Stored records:
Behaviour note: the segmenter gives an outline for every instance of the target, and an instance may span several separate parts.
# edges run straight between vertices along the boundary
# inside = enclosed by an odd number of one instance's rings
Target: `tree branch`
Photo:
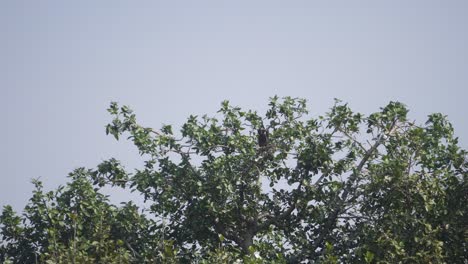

Work instruction — The result is a copy of every line above where the word "instance" shows up.

Solution for this problem —
Behaviour note: the segmenter gives an outline for every instance of the target, and an instance may span several separate parts.
# inside = enclosed by an odd number of one instance's rings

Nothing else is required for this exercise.